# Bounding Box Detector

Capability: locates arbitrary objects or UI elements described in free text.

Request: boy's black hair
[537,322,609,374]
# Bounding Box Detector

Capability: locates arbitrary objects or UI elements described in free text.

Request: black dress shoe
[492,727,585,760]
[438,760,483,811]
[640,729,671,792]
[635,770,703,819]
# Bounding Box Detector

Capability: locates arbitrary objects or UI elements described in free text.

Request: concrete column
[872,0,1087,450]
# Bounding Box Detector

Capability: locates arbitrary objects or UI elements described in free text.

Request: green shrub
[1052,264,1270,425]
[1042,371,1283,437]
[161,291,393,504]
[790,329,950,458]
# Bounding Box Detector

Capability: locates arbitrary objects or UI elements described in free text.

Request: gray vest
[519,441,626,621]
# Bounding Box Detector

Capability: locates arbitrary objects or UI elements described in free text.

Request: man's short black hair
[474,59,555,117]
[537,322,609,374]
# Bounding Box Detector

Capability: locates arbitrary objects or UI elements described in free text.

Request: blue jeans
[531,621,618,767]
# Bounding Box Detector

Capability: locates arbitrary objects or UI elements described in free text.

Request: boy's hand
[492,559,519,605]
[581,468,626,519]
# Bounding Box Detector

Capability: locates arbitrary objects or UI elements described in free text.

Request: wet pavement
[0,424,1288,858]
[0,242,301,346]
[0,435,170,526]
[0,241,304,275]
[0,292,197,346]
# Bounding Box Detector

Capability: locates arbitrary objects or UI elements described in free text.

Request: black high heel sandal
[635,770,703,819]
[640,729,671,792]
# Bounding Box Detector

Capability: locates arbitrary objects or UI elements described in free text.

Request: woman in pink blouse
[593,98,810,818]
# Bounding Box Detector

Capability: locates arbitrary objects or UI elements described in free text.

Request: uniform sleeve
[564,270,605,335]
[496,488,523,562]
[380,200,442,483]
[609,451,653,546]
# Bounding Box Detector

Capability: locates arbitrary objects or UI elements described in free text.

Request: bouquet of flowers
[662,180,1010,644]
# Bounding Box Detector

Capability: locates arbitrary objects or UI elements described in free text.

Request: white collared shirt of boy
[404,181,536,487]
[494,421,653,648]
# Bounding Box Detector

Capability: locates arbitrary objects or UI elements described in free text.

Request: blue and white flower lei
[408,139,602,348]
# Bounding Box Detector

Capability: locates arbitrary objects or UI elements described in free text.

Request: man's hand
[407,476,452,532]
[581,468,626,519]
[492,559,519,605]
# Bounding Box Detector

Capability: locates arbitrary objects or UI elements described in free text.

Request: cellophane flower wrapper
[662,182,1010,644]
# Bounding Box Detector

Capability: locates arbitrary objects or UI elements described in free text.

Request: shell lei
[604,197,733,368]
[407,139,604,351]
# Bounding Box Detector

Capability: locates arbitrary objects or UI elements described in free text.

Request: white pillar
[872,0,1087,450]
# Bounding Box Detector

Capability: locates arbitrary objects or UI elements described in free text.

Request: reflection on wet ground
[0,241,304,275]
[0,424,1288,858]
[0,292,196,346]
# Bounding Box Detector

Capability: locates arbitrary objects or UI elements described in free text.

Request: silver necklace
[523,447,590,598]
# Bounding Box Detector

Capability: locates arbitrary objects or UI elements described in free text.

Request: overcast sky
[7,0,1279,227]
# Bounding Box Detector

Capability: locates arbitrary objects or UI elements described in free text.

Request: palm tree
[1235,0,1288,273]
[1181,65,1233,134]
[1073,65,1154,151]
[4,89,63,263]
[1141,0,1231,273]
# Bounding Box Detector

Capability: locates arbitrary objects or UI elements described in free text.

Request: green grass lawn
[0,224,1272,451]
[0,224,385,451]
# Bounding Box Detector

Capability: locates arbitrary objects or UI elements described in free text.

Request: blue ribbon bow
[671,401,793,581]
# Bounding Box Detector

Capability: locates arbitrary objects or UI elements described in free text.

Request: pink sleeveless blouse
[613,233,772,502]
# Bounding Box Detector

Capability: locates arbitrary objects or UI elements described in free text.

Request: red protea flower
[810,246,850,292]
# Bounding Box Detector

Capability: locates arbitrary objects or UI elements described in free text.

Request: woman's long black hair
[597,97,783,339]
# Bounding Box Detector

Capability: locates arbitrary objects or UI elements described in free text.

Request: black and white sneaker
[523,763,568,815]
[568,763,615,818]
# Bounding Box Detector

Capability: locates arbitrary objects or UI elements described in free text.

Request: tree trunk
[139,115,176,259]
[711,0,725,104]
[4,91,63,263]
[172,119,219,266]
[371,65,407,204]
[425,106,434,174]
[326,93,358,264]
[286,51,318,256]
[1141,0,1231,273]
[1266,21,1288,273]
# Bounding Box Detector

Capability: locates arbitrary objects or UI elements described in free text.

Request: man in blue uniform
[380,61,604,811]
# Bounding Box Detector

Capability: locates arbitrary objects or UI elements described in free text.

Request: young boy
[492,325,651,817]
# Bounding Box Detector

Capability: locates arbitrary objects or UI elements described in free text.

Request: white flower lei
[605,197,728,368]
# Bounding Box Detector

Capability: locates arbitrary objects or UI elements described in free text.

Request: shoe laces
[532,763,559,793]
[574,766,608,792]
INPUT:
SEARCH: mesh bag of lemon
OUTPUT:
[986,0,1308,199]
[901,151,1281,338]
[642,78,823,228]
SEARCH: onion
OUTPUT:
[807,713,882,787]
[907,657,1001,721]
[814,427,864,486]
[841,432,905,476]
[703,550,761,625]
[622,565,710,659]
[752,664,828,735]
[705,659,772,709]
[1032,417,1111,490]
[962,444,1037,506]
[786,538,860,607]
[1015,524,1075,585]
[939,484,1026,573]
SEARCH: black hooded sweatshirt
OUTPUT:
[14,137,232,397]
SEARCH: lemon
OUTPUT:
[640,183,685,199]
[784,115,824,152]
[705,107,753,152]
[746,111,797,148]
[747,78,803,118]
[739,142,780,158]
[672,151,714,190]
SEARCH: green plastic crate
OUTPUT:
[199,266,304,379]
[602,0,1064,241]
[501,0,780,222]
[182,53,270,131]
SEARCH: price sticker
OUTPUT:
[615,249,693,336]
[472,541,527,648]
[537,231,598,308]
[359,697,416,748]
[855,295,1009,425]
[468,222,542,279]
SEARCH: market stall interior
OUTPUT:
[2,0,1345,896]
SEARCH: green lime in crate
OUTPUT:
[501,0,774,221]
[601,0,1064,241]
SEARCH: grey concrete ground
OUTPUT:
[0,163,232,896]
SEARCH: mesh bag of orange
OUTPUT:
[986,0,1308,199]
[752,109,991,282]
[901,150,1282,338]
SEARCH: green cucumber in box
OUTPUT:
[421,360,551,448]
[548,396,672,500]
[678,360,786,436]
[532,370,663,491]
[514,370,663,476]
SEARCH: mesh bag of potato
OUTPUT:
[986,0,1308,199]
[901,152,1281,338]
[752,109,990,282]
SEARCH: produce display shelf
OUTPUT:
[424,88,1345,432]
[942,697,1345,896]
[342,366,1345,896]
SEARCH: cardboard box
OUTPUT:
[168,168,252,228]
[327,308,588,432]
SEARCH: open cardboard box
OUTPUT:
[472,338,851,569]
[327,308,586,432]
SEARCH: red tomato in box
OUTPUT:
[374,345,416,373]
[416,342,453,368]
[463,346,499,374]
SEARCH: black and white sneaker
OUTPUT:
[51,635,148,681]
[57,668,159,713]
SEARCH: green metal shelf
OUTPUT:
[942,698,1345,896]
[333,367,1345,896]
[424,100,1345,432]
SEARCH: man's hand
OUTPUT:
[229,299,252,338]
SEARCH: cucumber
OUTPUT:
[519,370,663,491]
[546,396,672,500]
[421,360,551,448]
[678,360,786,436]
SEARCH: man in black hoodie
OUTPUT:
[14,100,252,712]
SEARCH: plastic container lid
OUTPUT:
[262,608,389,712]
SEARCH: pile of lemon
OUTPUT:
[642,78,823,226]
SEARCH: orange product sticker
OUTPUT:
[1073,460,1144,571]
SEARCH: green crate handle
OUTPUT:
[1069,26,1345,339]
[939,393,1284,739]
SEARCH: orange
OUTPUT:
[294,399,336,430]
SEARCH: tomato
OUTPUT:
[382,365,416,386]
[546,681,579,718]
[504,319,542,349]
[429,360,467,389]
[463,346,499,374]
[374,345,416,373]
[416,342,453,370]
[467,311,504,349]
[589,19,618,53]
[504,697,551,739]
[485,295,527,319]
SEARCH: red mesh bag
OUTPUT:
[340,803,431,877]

# [WRITTEN REQUEST]
Give the items between the lines holding "SEARCH: green plastic crate" and "[0,163,232,896]", inclusive, as a two-column CSV headed search and boxes. Use one row per item, with the item's text and its answer each in a single quoted field and line breaks replaced by spaces.

# [RESPONSE BELOW]
search,boxes
"SEARCH: green plastic crate OUTPUT:","[199,266,304,379] [602,0,1064,241] [501,0,780,222] [182,53,270,131]"
"SEARCH: price sticker OUTPUT:","[615,249,693,336] [472,541,527,648] [537,231,598,308] [359,697,416,748] [855,295,1009,425] [468,222,542,279]"
"SEARCH: market stall interior OUTPUT:","[2,0,1345,896]"
"SEARCH: green lime in crate OUTPUT:","[501,0,774,221] [601,0,1064,241]"
"SEARCH: grey concrete ground OUTPUT:","[0,163,232,896]"